Could you gather every line in the records below that contains the string "yellow" and copy each one out in full?
* Begin Working data *
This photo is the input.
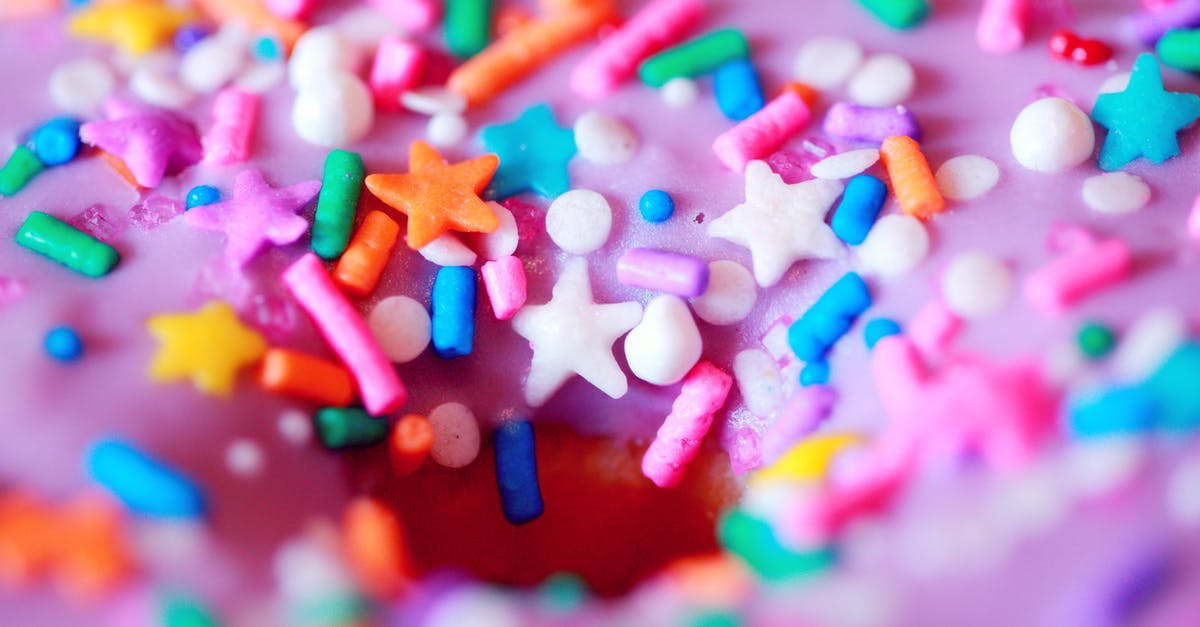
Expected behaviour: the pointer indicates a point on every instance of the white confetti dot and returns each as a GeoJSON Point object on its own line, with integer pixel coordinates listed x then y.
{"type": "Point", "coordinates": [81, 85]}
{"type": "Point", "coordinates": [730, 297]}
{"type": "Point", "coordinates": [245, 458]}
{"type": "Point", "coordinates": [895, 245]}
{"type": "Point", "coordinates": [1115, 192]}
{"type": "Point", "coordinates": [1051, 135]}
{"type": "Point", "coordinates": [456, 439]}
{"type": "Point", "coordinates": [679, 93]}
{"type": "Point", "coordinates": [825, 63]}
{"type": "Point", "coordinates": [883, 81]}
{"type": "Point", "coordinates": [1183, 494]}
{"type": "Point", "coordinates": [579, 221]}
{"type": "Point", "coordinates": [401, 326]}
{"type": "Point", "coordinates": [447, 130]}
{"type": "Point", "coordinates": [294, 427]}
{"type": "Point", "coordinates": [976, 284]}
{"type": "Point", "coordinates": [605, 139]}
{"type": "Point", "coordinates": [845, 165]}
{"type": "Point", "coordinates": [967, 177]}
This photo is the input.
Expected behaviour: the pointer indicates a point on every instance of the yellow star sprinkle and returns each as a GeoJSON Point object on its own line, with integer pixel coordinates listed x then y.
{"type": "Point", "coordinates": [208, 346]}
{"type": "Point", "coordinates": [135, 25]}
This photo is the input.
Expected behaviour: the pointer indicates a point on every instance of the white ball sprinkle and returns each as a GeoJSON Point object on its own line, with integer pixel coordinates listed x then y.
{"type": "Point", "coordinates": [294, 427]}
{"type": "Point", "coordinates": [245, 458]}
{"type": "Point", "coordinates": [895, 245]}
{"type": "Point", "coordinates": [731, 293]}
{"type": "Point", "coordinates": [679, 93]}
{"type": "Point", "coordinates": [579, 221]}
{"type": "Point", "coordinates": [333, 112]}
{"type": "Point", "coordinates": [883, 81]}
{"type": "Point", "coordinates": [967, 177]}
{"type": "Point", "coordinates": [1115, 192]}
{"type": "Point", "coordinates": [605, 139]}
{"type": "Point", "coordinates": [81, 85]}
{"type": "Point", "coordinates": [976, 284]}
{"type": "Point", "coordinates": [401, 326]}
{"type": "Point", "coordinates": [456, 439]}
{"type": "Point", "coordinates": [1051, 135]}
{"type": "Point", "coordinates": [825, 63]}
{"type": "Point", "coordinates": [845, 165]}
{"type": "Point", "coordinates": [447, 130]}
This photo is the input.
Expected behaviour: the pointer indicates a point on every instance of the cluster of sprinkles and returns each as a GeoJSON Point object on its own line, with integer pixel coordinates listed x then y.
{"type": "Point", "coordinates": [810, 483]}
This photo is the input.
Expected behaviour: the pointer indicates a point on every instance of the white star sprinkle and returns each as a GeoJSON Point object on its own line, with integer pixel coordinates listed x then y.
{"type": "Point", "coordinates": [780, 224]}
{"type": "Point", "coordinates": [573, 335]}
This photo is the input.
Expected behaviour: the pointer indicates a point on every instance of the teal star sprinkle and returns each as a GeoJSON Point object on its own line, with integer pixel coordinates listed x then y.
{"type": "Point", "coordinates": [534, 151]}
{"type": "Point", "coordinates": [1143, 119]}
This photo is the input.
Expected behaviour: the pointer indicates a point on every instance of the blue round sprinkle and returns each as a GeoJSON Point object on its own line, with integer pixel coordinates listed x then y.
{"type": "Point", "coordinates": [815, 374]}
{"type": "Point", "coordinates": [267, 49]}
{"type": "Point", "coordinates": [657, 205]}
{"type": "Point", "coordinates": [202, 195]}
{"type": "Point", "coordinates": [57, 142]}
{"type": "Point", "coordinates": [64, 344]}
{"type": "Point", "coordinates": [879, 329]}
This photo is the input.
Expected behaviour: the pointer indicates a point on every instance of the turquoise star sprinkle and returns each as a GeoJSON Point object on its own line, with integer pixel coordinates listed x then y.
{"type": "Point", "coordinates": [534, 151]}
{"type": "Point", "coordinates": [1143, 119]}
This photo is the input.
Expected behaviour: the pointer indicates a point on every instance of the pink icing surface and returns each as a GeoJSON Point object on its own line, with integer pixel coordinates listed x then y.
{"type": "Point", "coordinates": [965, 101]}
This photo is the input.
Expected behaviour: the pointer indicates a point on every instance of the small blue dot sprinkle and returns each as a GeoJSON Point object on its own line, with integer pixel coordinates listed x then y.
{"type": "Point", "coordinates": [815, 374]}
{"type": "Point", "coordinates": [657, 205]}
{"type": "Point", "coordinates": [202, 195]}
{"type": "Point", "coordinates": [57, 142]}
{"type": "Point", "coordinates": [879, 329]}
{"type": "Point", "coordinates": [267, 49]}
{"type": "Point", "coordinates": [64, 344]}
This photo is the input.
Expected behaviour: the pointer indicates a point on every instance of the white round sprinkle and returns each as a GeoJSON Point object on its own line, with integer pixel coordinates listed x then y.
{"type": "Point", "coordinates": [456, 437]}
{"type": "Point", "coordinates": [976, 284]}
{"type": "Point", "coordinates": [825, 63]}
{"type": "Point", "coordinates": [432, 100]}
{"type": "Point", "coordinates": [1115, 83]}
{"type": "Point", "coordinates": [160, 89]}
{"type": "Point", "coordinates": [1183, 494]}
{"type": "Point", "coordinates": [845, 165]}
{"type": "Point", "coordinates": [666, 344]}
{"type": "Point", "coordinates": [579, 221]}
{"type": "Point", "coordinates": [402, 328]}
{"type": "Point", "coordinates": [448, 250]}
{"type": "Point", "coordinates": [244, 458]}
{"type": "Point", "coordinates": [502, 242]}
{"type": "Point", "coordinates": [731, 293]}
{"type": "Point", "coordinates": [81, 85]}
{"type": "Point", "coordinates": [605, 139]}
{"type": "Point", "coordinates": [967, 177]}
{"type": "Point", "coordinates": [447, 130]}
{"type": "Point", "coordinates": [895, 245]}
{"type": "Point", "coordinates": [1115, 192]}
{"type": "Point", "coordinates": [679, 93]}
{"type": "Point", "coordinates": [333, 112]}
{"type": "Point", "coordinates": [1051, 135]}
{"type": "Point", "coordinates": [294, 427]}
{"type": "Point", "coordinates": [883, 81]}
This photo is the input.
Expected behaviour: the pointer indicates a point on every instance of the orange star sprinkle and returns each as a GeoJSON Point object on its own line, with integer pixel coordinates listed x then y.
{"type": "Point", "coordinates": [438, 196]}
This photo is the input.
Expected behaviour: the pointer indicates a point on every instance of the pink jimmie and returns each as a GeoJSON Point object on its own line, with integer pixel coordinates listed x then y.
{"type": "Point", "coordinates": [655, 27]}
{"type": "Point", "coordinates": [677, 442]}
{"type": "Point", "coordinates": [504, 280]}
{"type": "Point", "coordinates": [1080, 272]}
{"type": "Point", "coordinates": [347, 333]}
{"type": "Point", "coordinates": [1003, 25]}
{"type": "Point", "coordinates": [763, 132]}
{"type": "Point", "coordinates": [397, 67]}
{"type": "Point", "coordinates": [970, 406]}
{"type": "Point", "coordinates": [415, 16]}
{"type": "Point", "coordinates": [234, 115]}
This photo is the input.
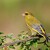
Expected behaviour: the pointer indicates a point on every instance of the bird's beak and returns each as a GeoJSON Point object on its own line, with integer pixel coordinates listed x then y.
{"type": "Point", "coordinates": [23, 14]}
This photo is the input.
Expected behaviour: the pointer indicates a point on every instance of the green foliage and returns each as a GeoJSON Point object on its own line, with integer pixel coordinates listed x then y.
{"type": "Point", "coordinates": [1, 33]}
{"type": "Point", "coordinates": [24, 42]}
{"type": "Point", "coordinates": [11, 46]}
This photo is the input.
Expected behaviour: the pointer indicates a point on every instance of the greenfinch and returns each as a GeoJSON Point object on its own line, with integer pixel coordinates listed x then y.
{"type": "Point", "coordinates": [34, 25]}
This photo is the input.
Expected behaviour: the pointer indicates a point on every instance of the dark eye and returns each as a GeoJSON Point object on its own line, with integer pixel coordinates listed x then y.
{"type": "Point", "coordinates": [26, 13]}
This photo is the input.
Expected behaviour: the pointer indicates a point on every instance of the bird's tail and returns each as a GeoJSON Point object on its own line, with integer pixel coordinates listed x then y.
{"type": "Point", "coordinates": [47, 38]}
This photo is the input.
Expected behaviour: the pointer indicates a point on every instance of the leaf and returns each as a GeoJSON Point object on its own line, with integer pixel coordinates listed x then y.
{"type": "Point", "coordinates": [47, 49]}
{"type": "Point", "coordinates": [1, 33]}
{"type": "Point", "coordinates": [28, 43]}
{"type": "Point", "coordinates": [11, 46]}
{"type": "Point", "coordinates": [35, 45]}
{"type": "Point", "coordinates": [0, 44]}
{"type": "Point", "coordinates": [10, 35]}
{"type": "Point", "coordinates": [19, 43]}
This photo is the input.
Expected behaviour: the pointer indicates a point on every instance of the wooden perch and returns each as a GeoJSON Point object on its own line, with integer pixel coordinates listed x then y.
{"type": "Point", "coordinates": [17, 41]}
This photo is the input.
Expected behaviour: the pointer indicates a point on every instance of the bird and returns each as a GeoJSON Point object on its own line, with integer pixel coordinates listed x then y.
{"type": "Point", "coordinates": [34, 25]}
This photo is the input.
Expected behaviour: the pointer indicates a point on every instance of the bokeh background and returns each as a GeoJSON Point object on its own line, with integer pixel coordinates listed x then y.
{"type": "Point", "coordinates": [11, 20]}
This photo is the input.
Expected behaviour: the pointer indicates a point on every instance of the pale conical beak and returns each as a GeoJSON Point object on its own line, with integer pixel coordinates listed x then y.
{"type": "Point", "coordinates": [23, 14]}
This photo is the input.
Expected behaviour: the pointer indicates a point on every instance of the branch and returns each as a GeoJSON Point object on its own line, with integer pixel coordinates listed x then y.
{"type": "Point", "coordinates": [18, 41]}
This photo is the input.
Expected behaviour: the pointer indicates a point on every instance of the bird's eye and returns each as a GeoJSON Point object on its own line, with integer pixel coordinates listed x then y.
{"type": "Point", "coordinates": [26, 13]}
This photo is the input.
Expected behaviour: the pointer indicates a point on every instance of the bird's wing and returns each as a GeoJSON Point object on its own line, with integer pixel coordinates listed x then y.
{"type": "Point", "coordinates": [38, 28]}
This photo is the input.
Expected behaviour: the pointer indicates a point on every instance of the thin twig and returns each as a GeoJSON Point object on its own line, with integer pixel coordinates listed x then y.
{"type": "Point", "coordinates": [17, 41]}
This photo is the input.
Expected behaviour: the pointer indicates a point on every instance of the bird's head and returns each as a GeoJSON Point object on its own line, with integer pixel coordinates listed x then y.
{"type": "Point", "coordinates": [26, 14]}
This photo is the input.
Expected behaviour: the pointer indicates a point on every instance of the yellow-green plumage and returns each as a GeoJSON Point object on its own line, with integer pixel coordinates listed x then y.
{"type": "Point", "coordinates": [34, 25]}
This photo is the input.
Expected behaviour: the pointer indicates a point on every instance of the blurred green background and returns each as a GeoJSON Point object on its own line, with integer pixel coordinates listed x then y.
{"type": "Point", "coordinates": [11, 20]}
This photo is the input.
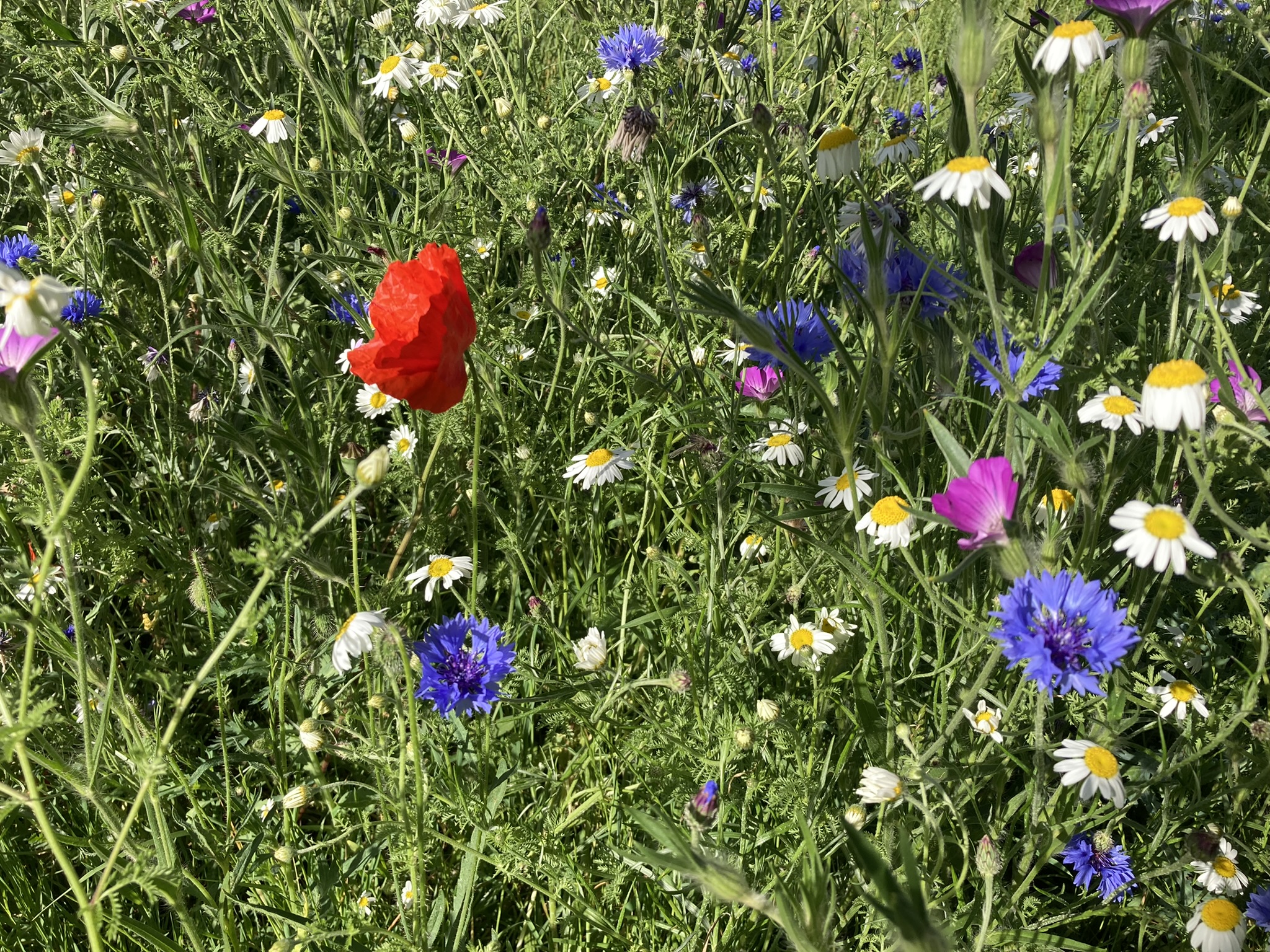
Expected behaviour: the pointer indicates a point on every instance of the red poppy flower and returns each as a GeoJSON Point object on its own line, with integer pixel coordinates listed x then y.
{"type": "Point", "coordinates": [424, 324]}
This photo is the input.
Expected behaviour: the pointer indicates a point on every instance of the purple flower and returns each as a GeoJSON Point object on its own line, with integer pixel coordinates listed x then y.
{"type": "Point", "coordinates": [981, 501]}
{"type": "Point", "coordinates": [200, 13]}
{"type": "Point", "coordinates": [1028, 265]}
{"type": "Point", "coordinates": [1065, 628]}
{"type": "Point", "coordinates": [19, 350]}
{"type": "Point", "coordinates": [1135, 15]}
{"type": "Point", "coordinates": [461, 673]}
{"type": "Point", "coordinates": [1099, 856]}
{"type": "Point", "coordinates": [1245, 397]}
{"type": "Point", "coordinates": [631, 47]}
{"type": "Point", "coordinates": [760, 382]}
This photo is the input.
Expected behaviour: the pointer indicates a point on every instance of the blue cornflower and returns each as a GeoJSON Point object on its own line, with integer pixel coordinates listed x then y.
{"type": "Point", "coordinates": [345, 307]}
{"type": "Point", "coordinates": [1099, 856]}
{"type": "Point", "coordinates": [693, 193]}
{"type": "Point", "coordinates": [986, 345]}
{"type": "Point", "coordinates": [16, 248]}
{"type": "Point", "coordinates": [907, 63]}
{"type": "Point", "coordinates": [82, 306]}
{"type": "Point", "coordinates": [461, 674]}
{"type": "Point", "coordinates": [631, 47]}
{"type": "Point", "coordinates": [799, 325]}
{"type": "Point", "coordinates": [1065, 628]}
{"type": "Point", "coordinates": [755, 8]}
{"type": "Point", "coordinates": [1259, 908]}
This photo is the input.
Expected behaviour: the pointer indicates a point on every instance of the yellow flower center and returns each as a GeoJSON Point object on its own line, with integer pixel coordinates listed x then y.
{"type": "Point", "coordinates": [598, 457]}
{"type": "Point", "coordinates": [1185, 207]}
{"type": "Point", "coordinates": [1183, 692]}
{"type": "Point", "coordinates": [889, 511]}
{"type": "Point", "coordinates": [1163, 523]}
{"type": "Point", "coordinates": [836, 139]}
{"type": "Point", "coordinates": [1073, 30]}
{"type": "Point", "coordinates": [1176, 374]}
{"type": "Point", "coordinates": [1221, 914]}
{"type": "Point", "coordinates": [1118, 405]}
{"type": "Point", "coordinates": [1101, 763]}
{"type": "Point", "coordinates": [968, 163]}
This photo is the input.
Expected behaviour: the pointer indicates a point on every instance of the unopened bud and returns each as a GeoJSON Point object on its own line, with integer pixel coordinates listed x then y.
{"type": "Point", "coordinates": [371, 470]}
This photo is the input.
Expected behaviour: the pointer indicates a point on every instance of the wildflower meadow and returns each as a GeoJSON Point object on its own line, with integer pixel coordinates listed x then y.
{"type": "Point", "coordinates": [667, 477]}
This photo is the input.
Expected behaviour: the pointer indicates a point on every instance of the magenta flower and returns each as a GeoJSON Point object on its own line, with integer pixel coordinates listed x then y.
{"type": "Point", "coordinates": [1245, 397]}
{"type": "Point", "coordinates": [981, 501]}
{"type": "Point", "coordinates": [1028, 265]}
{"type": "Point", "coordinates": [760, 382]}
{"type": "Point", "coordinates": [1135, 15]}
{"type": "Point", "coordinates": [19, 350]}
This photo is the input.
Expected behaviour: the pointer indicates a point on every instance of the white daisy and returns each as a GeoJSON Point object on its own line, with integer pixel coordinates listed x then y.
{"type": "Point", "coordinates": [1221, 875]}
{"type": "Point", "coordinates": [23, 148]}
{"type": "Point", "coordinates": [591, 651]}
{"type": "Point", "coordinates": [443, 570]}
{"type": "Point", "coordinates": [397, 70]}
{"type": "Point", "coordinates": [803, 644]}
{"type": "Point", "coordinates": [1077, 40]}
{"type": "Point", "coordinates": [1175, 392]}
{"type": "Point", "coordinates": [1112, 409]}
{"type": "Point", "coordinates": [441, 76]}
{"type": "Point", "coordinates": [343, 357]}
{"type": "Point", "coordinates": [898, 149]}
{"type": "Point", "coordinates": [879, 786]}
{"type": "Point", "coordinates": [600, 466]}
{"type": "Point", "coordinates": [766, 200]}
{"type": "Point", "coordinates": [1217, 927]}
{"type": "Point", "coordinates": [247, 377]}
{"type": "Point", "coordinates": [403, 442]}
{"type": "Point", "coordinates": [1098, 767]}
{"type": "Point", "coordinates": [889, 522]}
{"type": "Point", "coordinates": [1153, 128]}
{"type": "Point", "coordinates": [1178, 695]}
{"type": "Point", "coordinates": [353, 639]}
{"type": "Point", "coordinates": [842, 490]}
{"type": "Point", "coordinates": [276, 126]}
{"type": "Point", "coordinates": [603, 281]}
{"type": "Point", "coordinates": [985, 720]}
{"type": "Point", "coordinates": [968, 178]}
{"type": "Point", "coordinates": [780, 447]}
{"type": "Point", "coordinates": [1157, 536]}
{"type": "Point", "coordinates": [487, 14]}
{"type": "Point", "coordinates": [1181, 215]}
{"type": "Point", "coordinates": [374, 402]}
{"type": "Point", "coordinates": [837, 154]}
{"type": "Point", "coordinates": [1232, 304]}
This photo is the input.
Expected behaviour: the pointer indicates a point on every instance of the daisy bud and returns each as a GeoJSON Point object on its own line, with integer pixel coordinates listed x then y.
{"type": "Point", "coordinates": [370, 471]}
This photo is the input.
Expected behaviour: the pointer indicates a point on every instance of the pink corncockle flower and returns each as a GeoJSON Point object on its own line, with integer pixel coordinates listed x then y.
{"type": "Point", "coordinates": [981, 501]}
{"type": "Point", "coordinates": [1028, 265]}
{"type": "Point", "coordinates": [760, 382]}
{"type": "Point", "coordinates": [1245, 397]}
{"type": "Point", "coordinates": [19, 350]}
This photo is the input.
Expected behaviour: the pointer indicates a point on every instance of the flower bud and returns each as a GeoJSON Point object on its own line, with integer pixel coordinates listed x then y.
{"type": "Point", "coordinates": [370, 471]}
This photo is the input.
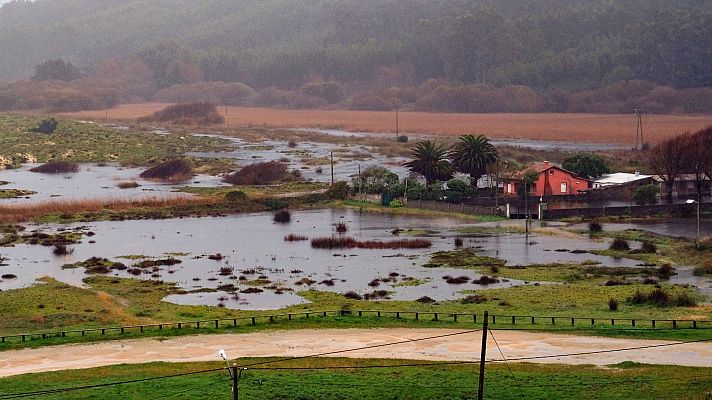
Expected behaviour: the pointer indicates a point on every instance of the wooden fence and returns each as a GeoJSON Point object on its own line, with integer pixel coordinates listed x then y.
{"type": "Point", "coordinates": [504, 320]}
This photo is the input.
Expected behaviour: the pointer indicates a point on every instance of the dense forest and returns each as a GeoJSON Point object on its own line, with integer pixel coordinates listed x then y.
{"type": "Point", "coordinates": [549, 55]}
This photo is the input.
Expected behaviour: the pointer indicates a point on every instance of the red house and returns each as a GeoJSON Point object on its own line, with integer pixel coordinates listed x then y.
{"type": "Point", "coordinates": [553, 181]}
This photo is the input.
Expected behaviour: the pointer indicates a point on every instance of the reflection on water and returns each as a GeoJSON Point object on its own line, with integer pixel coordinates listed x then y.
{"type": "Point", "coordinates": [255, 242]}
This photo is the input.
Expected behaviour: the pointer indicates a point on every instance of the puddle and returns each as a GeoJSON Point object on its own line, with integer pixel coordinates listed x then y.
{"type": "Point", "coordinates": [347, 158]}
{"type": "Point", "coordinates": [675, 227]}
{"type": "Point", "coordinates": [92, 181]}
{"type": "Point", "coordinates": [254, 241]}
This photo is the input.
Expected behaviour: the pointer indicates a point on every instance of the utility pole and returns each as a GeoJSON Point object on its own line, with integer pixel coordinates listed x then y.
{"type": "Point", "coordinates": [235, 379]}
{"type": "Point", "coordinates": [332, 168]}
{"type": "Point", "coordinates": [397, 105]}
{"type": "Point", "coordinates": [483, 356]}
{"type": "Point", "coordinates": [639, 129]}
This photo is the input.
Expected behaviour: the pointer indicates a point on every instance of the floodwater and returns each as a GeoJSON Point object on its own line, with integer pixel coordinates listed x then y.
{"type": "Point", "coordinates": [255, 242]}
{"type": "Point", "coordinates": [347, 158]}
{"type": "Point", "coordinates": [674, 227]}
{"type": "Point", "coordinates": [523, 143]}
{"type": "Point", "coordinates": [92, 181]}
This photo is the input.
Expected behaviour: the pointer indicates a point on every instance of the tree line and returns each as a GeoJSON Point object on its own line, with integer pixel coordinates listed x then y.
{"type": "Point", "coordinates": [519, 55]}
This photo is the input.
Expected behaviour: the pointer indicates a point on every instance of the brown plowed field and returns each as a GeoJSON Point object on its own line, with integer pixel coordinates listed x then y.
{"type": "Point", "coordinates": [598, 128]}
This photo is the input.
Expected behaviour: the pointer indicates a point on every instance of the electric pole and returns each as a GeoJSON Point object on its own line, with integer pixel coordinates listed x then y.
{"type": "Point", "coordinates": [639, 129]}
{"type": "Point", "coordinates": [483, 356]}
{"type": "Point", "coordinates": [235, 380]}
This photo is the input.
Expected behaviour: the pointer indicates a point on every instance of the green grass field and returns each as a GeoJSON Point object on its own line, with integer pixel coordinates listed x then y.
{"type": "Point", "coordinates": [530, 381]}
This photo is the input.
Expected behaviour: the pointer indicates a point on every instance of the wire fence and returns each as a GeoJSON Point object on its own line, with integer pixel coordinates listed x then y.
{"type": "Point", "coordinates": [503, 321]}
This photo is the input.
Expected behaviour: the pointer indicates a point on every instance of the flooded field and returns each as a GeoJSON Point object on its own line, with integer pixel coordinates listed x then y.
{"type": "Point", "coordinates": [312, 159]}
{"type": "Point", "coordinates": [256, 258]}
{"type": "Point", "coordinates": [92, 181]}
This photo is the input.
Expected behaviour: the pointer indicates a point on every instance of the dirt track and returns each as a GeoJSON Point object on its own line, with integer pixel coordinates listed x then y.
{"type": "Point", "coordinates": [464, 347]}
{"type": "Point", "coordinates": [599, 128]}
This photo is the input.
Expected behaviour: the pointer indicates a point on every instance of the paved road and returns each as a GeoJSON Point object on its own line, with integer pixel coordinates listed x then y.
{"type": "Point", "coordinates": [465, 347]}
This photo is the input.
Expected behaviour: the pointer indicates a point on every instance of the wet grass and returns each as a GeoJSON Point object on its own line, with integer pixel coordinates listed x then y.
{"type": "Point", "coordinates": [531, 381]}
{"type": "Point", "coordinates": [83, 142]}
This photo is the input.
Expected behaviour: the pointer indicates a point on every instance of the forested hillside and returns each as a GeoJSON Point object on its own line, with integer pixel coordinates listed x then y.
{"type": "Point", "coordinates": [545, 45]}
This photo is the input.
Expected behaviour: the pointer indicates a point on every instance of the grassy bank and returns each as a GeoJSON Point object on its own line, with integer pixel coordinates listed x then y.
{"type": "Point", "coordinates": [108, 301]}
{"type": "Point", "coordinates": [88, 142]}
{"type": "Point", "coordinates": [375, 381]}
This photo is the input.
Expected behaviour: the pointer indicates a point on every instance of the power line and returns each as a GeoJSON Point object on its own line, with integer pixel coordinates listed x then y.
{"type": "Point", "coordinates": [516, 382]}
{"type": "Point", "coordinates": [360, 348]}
* End Working data *
Output of the exercise.
Expected behaviour: the pointer indicates a point on every instance of the yellow star sprinkle and returns each as a GeoJSON Point object on its own line, with integer pixel coordinates listed x then y.
Expected behaviour: the pointer indicates a point on every instance of the yellow-green plumage and returns each as a GeoJSON Point object on its own line, with integer pixel coordinates listed x then y.
Expected behaviour: the pointer indicates a point on every instance of the yellow flower center and returns each as a GeoJSON Point object on its own line, with integer pixel coordinates listed x then y.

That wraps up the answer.